Problem requirements
In the items below, copy word for word every line from the one containing "Expected: for every instance of the green hedge, the" through the one containing "Expected: for every instance of the utility", including both of those lines.
--- START Data in this exercise ---
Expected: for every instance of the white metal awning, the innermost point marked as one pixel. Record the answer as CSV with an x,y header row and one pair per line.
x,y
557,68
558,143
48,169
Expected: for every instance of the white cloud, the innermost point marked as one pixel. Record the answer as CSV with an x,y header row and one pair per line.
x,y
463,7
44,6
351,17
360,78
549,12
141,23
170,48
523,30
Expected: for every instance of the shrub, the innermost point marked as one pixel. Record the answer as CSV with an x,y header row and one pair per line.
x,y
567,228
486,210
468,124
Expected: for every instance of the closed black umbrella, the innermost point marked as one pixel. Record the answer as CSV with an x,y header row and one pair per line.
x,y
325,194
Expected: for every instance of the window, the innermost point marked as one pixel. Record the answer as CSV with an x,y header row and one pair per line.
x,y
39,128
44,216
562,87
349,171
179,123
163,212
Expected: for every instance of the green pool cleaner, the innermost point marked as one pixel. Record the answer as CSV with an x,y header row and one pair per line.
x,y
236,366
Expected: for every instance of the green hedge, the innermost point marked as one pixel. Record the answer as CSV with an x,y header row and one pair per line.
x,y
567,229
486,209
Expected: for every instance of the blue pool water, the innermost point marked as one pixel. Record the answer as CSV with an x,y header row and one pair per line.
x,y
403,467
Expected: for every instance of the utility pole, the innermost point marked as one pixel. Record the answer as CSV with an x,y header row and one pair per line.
--- END Data in this exercise ---
--- START Data in this exercise ---
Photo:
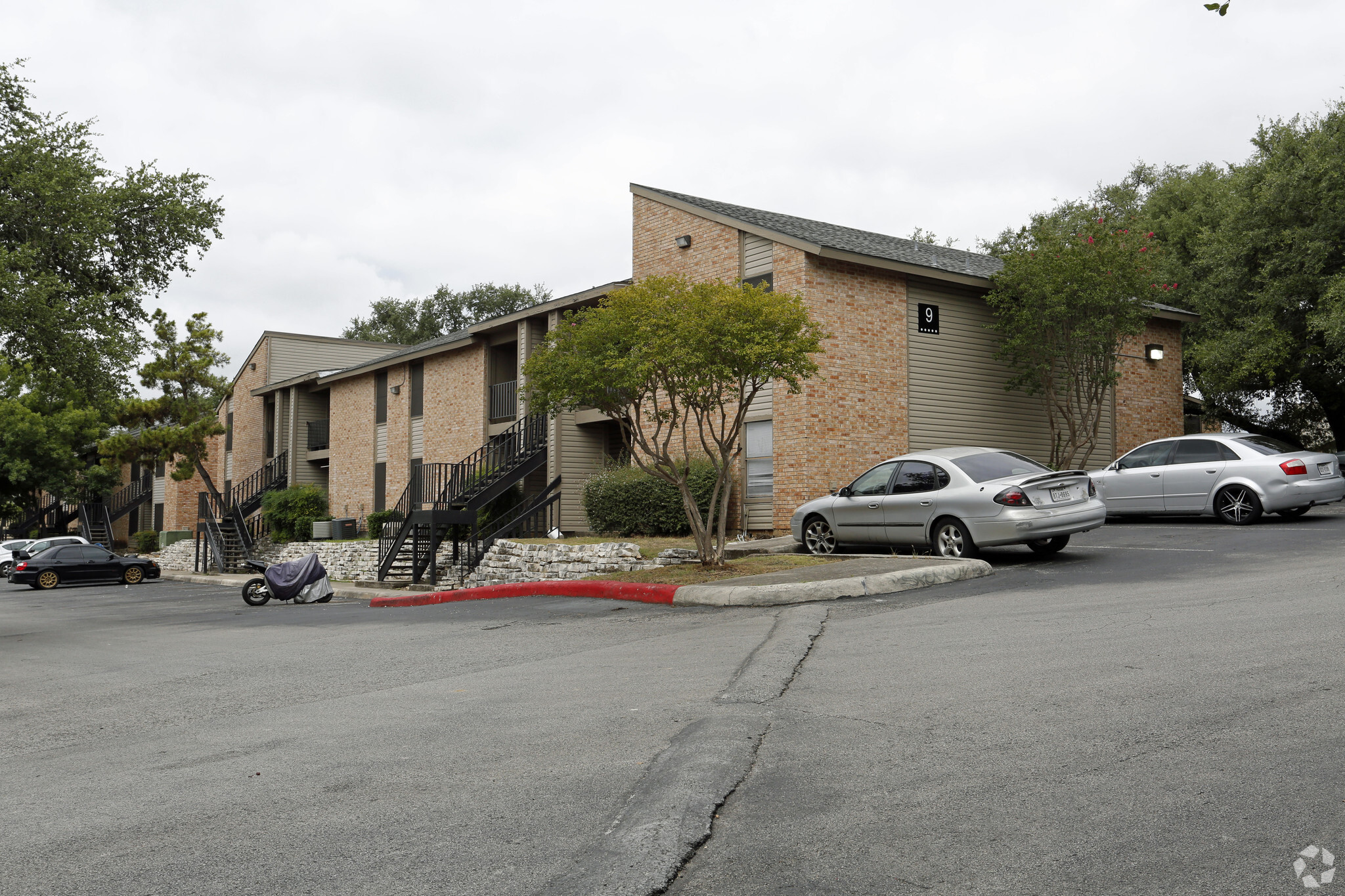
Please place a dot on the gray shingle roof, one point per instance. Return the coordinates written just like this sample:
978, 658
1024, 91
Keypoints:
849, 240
--- END Data in this exercise ---
Result
Expected: for every instance of the green hedge, the innermost point marked as one pixel. Record the answer as CSV with an x,y header row and one pair per line.
x,y
567,229
486,209
Expected: for every instance of the blue pool water, the innermost point marked as one pixel. Record the answer as CSV with an x,y header row and one pair per line.
x,y
403,467
Expected: for every instance of the utility pole, the innermost point marked as one pixel. Record the answer as CSV with an x,y header row and one pair per line.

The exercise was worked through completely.